### ACTION ITEM
In exact form, please repeat the records from their opening line down to the line with "point: colonnade aisle", including that line.

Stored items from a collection
* * *
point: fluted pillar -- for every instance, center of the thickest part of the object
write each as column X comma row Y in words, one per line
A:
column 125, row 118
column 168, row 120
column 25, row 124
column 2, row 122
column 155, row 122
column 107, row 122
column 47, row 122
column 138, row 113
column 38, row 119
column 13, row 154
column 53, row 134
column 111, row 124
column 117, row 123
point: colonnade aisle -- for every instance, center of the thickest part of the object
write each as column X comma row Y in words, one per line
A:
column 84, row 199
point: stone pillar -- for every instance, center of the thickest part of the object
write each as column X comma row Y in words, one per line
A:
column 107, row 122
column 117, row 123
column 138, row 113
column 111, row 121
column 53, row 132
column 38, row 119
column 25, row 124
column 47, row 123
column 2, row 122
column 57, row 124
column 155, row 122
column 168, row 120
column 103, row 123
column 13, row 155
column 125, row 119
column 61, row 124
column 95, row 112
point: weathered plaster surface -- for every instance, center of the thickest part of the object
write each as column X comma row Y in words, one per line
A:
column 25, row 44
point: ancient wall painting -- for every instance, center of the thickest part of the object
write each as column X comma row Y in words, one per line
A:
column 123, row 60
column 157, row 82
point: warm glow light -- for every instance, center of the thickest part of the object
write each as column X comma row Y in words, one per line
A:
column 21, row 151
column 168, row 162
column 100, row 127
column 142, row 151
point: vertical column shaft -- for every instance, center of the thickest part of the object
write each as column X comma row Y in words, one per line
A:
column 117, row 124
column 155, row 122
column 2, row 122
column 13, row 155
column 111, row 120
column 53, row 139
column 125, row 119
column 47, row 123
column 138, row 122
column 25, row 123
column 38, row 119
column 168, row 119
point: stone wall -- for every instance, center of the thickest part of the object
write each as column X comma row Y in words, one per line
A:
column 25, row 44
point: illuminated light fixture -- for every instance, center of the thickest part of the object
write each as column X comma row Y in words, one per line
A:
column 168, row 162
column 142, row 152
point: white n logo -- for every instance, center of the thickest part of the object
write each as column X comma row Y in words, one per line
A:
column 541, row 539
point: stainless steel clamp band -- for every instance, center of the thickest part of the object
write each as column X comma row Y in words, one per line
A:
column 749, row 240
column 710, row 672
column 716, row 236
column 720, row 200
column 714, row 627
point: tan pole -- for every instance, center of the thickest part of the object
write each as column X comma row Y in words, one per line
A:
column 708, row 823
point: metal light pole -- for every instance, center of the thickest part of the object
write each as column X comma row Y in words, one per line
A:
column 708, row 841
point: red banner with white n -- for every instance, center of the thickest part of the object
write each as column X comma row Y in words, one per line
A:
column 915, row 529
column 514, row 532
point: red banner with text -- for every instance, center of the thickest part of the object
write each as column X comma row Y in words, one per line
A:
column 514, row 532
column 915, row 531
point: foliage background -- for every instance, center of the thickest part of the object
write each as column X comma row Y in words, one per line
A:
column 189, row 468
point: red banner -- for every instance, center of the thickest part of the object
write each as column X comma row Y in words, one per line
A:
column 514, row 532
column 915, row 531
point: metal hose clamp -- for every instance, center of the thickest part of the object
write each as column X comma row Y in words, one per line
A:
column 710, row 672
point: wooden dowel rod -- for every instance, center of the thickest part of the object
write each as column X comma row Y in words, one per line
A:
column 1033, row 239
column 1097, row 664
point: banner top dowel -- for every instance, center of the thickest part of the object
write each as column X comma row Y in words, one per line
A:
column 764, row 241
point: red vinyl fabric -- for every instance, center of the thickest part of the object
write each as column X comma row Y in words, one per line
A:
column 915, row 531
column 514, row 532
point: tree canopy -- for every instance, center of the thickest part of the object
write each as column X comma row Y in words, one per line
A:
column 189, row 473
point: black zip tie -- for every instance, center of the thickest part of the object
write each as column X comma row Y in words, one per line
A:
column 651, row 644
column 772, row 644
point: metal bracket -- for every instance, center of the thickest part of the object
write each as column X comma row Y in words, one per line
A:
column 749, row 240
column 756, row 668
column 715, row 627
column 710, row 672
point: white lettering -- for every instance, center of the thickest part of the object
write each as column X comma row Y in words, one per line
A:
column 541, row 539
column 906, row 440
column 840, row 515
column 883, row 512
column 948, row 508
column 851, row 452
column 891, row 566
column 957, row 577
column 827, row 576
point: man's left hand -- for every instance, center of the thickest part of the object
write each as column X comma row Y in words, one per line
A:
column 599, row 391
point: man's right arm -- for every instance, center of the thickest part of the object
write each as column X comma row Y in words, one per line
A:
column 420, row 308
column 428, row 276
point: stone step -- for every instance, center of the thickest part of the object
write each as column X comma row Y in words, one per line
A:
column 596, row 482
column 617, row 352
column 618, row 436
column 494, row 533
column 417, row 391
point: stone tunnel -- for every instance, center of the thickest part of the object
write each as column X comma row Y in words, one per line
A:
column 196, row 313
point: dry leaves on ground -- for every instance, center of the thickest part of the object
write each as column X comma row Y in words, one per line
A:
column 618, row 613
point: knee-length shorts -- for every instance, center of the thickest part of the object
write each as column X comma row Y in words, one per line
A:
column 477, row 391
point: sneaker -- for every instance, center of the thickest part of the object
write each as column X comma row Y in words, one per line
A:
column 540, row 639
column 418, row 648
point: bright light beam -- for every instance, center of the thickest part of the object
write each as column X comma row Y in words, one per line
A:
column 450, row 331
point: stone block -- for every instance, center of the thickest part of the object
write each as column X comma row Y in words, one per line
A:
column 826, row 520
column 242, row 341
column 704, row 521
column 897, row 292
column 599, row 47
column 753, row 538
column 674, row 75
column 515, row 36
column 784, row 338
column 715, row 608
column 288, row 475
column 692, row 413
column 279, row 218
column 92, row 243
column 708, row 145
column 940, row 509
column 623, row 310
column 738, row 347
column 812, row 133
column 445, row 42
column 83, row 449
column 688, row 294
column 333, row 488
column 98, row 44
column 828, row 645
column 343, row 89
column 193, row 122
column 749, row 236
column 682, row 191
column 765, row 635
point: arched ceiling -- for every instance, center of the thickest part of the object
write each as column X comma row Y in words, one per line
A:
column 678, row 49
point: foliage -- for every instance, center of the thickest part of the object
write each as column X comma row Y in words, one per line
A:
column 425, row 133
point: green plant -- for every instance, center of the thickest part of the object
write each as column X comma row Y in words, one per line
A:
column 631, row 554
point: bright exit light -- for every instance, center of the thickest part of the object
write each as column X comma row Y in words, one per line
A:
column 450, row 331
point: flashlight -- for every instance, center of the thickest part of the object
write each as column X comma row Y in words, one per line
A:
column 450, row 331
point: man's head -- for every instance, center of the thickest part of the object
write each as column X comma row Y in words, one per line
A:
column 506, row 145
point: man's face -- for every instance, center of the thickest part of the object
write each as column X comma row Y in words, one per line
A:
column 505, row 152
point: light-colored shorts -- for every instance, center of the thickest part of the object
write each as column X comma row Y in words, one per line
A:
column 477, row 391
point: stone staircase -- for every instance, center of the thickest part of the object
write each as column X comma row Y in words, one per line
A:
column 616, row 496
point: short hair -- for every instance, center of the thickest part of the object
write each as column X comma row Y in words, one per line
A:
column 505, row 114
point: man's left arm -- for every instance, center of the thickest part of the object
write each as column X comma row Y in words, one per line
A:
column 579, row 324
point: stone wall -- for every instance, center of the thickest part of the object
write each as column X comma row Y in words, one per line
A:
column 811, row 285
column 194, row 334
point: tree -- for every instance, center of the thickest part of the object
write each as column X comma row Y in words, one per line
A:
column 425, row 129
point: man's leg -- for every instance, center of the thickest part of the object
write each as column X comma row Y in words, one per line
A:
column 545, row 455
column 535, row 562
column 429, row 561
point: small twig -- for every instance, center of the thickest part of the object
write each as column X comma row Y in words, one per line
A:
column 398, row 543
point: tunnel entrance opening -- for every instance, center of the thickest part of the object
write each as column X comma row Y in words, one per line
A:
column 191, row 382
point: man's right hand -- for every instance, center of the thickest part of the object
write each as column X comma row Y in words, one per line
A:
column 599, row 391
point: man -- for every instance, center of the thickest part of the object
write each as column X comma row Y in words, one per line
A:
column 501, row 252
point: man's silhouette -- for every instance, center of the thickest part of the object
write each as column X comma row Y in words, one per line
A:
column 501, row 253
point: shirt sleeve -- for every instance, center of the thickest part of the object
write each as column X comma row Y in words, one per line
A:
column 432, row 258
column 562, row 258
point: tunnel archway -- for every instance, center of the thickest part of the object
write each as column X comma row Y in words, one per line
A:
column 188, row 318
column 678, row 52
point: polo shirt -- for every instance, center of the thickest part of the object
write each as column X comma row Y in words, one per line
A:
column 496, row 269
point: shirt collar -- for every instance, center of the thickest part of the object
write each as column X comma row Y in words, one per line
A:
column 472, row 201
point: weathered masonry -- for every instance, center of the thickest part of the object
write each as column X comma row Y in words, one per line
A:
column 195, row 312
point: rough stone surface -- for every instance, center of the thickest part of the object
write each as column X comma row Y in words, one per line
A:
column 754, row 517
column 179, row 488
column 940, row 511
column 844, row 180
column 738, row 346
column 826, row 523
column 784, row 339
* * *
### REPLY
point: fluted pillar -- for every instance, center of the thickest part of the object
write each as column X comma row Y in words, one per line
A:
column 125, row 118
column 168, row 120
column 25, row 124
column 2, row 122
column 155, row 122
column 107, row 122
column 47, row 122
column 138, row 113
column 38, row 119
column 13, row 154
column 53, row 134
column 111, row 124
column 117, row 123
point: colonnade aisle -- for every instance, center of the thickest part of the object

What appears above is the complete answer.